**Excerpted text**
-*-*-

Liverpool Song, The
DESCRIPTION: "'Twas in the' cold month of December... I shipped in the clipper ship 'Defender....'" The singer complains of sailing along with a lot of foreigners who "didn't know a word of English But answered to the name o' 'Month's advance.'"
EARLIEST DATE: 1932 (Bone); he reports learning it in 1900
KEYWORDS: foreigner sailor ship hardtimes
REFERENCES (1 citation):
Bone, pp. 140-144, "The Liverpool Song" (1 text, 1 tune)
ST BonCB140 (Partial)
cf. "Paddy, Get Back" (form, lyrics)
NOTES: Roud lumps this with "Paddy, Get Back," which clearly inspired it, but Bone notes that a sailor used each shantey "for its own special purpose on deck and it was rarely heard within the fo'cas'le, for entertainment...."

-*-*-

**Short task 1**
Reproduce the part of the song listing starting at "Liverpool Song, The" and ending at "text, 1 tune)".
The song listing and the entries after it are unrelated material.

-*-*-

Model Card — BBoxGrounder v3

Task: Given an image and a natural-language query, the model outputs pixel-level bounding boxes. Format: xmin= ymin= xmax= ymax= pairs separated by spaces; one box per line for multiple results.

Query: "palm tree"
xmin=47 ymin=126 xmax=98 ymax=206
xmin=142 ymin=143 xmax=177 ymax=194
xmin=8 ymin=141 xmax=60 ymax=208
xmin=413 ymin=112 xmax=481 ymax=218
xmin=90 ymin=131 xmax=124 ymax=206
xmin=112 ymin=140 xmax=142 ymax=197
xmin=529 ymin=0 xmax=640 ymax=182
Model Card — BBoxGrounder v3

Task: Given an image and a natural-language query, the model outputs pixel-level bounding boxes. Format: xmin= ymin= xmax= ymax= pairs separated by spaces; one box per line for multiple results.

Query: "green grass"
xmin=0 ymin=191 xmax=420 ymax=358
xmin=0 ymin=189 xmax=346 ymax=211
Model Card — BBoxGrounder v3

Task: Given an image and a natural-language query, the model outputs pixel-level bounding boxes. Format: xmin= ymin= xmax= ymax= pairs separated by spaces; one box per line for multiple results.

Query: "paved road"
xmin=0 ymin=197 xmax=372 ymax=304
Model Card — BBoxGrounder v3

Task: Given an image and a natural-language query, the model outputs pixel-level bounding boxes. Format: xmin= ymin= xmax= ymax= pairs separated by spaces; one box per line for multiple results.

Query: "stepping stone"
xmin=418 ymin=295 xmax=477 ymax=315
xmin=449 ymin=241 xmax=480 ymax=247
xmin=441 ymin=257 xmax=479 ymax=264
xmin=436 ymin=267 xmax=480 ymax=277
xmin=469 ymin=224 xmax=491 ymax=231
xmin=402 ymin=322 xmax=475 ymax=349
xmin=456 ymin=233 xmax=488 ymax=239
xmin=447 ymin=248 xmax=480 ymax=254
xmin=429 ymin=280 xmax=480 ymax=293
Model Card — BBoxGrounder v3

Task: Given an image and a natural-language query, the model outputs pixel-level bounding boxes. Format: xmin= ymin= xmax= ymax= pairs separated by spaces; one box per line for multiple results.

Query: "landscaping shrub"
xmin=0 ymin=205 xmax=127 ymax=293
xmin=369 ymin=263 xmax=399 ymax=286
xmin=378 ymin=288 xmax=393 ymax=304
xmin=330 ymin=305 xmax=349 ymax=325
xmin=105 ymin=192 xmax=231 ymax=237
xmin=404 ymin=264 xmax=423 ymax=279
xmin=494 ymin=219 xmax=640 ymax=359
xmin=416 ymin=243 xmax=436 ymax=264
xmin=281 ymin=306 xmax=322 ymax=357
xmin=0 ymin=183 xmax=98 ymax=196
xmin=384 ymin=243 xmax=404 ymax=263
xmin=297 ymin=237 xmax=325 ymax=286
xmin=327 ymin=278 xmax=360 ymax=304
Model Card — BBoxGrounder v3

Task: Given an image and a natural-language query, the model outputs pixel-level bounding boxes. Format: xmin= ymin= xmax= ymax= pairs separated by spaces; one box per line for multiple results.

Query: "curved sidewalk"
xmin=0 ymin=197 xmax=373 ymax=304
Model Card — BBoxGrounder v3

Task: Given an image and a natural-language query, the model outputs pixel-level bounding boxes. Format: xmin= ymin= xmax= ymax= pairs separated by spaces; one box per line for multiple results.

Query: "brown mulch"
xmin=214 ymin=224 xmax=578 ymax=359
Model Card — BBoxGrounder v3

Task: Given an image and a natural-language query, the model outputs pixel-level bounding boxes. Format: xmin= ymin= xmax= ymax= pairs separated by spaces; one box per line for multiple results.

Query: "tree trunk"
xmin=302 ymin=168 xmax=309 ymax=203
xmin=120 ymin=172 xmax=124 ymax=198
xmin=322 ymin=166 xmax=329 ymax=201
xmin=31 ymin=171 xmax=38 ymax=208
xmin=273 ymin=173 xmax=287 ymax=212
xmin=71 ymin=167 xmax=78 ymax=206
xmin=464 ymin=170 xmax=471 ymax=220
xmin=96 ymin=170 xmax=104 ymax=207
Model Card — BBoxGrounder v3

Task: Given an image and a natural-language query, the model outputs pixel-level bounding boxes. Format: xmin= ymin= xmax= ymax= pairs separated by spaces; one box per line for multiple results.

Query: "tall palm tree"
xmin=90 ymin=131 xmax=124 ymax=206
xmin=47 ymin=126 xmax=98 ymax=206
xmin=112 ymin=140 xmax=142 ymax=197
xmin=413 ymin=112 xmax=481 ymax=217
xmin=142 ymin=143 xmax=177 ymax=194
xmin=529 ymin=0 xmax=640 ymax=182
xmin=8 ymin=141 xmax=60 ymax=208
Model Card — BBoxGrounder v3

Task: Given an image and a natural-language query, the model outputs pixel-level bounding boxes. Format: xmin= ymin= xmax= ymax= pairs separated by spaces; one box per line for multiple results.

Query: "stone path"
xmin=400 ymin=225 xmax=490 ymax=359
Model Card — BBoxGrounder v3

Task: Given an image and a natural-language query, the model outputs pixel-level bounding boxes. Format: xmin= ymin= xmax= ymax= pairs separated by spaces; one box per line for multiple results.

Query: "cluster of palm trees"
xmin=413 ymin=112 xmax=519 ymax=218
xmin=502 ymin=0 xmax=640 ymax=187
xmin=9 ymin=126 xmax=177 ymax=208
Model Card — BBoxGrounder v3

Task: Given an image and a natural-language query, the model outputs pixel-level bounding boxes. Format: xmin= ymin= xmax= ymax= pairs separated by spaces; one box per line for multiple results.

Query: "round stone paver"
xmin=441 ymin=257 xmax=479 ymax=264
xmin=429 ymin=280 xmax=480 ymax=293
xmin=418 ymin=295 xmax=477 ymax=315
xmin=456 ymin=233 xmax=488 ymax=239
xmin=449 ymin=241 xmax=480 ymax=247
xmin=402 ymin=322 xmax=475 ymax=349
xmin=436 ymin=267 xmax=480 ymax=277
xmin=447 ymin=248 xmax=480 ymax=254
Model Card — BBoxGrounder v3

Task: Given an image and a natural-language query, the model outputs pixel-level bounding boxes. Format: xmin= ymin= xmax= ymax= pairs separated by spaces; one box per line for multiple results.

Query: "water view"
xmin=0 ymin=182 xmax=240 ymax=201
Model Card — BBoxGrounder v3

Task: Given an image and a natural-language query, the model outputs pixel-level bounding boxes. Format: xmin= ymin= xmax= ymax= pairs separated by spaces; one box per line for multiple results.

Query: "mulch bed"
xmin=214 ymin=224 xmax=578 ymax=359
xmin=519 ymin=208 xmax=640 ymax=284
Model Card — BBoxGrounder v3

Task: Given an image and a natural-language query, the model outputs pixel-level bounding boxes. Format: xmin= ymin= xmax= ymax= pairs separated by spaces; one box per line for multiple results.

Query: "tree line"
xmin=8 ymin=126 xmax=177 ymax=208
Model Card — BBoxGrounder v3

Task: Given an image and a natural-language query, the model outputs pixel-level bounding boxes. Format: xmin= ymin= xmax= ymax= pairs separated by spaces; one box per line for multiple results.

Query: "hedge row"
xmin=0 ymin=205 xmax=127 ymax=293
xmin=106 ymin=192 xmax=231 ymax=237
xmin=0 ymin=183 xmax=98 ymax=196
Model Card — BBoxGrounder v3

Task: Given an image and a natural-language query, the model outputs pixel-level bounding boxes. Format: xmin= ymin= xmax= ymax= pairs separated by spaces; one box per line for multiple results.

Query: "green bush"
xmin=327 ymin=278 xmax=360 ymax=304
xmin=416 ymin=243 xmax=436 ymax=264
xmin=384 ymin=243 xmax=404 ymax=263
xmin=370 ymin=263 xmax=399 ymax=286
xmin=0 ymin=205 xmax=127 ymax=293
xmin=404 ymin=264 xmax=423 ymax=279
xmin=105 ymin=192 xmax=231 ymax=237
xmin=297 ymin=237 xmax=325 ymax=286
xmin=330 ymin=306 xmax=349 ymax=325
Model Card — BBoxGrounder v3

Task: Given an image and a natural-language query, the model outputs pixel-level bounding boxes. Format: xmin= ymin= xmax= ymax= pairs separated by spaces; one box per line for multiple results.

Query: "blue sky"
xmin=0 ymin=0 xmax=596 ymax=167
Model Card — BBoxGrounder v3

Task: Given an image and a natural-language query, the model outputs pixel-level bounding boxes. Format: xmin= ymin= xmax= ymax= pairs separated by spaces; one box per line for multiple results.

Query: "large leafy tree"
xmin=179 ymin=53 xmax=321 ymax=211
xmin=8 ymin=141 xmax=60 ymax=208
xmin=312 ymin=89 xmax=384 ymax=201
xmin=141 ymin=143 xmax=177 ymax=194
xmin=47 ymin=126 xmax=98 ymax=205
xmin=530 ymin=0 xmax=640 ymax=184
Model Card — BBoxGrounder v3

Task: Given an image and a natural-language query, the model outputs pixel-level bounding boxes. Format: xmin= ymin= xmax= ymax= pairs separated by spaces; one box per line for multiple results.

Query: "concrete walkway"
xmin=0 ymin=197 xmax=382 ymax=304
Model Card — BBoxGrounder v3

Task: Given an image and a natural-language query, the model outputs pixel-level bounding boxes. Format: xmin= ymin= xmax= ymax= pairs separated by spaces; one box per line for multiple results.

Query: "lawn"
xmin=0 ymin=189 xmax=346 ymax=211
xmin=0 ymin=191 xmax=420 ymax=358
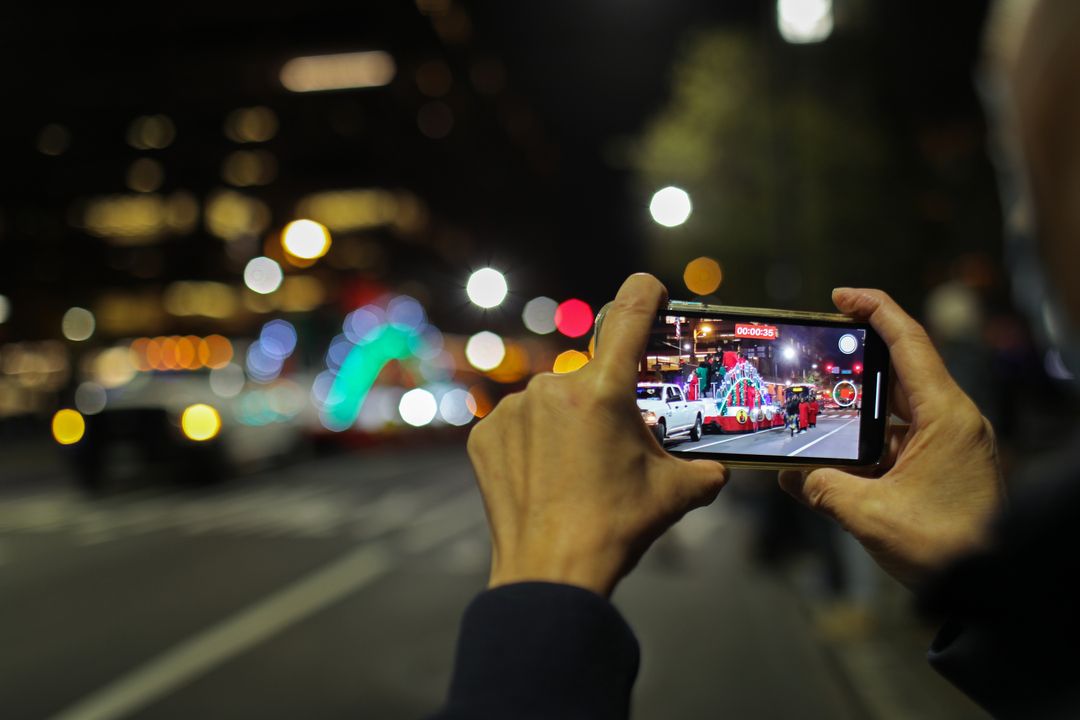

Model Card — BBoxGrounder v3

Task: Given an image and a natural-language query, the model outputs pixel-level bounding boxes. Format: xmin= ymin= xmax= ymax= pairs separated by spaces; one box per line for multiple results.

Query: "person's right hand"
xmin=780 ymin=288 xmax=1004 ymax=587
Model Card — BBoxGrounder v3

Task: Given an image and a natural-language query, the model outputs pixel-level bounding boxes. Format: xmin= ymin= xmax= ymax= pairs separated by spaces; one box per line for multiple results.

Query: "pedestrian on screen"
xmin=441 ymin=0 xmax=1080 ymax=720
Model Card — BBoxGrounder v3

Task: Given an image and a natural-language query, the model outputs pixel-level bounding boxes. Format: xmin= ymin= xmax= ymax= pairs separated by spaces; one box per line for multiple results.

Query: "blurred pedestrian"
xmin=434 ymin=0 xmax=1080 ymax=718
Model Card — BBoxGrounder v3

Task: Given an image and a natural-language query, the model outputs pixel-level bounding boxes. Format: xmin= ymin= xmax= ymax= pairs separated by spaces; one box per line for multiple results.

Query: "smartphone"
xmin=636 ymin=301 xmax=890 ymax=468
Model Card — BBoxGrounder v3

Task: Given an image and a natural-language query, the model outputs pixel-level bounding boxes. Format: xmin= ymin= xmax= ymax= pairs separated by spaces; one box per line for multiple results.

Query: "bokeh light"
xmin=552 ymin=350 xmax=589 ymax=375
xmin=777 ymin=0 xmax=833 ymax=43
xmin=683 ymin=257 xmax=724 ymax=295
xmin=555 ymin=298 xmax=593 ymax=338
xmin=180 ymin=403 xmax=221 ymax=443
xmin=522 ymin=296 xmax=558 ymax=335
xmin=465 ymin=330 xmax=507 ymax=371
xmin=649 ymin=186 xmax=693 ymax=228
xmin=281 ymin=220 xmax=330 ymax=260
xmin=75 ymin=382 xmax=108 ymax=415
xmin=244 ymin=256 xmax=284 ymax=295
xmin=465 ymin=268 xmax=507 ymax=309
xmin=199 ymin=335 xmax=232 ymax=368
xmin=60 ymin=308 xmax=95 ymax=342
xmin=487 ymin=342 xmax=529 ymax=383
xmin=341 ymin=305 xmax=386 ymax=344
xmin=259 ymin=320 xmax=296 ymax=359
xmin=438 ymin=388 xmax=476 ymax=426
xmin=244 ymin=340 xmax=284 ymax=383
xmin=53 ymin=408 xmax=86 ymax=445
xmin=397 ymin=388 xmax=438 ymax=427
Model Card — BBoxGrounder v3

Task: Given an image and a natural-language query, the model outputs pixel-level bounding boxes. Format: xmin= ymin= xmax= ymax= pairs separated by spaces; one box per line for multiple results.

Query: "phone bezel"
xmin=658 ymin=300 xmax=892 ymax=470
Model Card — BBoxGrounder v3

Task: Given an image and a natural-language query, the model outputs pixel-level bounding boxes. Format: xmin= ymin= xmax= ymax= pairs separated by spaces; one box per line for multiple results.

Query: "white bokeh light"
xmin=281 ymin=220 xmax=330 ymax=260
xmin=397 ymin=388 xmax=438 ymax=427
xmin=465 ymin=268 xmax=507 ymax=309
xmin=438 ymin=388 xmax=476 ymax=425
xmin=75 ymin=382 xmax=108 ymax=415
xmin=649 ymin=186 xmax=693 ymax=228
xmin=777 ymin=0 xmax=833 ymax=44
xmin=522 ymin=296 xmax=558 ymax=335
xmin=60 ymin=308 xmax=95 ymax=342
xmin=465 ymin=330 xmax=507 ymax=370
xmin=244 ymin=256 xmax=284 ymax=295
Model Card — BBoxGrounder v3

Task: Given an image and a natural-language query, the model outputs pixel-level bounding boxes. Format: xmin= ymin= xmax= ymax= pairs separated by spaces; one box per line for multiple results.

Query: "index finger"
xmin=593 ymin=272 xmax=667 ymax=386
xmin=833 ymin=287 xmax=956 ymax=409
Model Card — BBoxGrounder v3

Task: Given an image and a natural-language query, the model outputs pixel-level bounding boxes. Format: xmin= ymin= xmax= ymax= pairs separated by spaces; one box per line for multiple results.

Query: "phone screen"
xmin=637 ymin=302 xmax=889 ymax=465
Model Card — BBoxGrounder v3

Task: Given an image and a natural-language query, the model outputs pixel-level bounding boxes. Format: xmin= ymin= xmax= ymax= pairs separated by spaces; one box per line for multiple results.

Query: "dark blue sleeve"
xmin=435 ymin=583 xmax=638 ymax=720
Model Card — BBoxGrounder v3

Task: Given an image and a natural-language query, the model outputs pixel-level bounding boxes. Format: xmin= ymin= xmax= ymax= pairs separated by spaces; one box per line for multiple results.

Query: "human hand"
xmin=469 ymin=274 xmax=727 ymax=596
xmin=780 ymin=288 xmax=1004 ymax=587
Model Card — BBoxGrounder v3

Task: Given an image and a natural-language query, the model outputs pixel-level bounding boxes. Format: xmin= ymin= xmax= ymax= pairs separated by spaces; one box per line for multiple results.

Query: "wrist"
xmin=487 ymin=556 xmax=622 ymax=598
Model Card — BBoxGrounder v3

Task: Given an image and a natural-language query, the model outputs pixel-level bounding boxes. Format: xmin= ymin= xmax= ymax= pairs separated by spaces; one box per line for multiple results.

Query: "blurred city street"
xmin=0 ymin=0 xmax=1062 ymax=720
xmin=0 ymin=447 xmax=982 ymax=720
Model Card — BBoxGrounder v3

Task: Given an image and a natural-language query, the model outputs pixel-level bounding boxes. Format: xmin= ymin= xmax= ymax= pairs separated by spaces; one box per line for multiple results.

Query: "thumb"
xmin=672 ymin=458 xmax=728 ymax=511
xmin=780 ymin=467 xmax=873 ymax=535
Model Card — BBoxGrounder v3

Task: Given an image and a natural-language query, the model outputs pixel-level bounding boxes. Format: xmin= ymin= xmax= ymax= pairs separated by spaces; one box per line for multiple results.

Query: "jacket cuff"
xmin=446 ymin=582 xmax=639 ymax=719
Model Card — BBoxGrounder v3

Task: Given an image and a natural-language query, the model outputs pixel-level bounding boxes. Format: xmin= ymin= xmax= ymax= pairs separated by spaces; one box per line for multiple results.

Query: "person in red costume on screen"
xmin=429 ymin=0 xmax=1080 ymax=720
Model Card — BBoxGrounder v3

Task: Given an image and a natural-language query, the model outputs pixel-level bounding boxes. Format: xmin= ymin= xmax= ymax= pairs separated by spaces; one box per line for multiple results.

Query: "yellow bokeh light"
xmin=180 ymin=403 xmax=221 ymax=441
xmin=552 ymin=350 xmax=589 ymax=375
xmin=281 ymin=220 xmax=330 ymax=260
xmin=683 ymin=257 xmax=724 ymax=295
xmin=487 ymin=342 xmax=529 ymax=383
xmin=53 ymin=408 xmax=86 ymax=445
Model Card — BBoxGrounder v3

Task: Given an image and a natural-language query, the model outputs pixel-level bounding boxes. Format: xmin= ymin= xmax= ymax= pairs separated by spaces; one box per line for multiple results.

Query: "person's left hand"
xmin=469 ymin=274 xmax=727 ymax=596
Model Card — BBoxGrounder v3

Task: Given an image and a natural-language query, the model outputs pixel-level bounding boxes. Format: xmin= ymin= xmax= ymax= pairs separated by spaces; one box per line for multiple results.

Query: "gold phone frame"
xmin=643 ymin=300 xmax=893 ymax=473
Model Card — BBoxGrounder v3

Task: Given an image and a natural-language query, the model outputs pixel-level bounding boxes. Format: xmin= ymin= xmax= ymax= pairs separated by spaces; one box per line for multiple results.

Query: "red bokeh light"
xmin=555 ymin=299 xmax=593 ymax=338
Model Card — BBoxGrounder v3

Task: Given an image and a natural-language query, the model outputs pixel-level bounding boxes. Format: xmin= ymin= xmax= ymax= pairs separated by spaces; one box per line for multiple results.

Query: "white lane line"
xmin=52 ymin=491 xmax=482 ymax=720
xmin=679 ymin=425 xmax=786 ymax=452
xmin=787 ymin=420 xmax=854 ymax=458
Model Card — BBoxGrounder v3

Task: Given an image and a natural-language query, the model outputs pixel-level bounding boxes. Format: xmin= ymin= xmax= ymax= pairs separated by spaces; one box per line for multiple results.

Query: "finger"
xmin=889 ymin=377 xmax=912 ymax=422
xmin=833 ymin=287 xmax=956 ymax=409
xmin=664 ymin=456 xmax=728 ymax=512
xmin=593 ymin=273 xmax=667 ymax=388
xmin=780 ymin=467 xmax=876 ymax=535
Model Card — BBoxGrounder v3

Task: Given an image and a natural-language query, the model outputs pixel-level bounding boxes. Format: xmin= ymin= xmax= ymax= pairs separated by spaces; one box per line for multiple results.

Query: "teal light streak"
xmin=322 ymin=325 xmax=424 ymax=430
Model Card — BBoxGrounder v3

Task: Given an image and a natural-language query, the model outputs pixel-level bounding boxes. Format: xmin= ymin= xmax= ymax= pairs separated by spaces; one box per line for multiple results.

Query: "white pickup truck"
xmin=637 ymin=382 xmax=705 ymax=444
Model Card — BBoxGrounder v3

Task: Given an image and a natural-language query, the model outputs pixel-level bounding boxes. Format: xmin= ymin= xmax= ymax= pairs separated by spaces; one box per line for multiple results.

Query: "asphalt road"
xmin=0 ymin=448 xmax=980 ymax=720
xmin=667 ymin=411 xmax=859 ymax=459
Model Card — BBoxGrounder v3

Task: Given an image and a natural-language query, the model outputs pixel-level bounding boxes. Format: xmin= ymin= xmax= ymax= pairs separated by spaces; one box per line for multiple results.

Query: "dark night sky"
xmin=0 ymin=0 xmax=985 ymax=334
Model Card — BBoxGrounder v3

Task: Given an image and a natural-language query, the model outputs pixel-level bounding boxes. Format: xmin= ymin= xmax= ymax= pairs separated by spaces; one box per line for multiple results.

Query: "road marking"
xmin=681 ymin=425 xmax=786 ymax=452
xmin=52 ymin=491 xmax=482 ymax=720
xmin=787 ymin=420 xmax=854 ymax=458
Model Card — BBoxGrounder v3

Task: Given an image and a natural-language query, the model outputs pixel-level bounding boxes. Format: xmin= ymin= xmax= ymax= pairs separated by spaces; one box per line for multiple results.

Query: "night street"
xmin=0 ymin=449 xmax=978 ymax=720
xmin=669 ymin=411 xmax=859 ymax=458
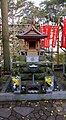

-*-*-

**Short task 2**
How many lines of the entries contain the string "blurred"? Tally them and reply with the number alone.

**Complete response 1**
Liverpool Song, The
DESCRIPTION: "'Twas in the' cold month of December... I shipped in the clipper ship 'Defender....'" The singer complains of sailing along with a lot of foreigners who "didn't know a word of English But answered to the name o' 'Month's advance.'"
EARLIEST DATE: 1932 (Bone); he reports learning it in 1900
KEYWORDS: foreigner sailor ship hardtimes
REFERENCES (1 citation):
Bone, pp. 140-144, "The Liverpool Song" (1 text, 1 tune)

**Complete response 2**
2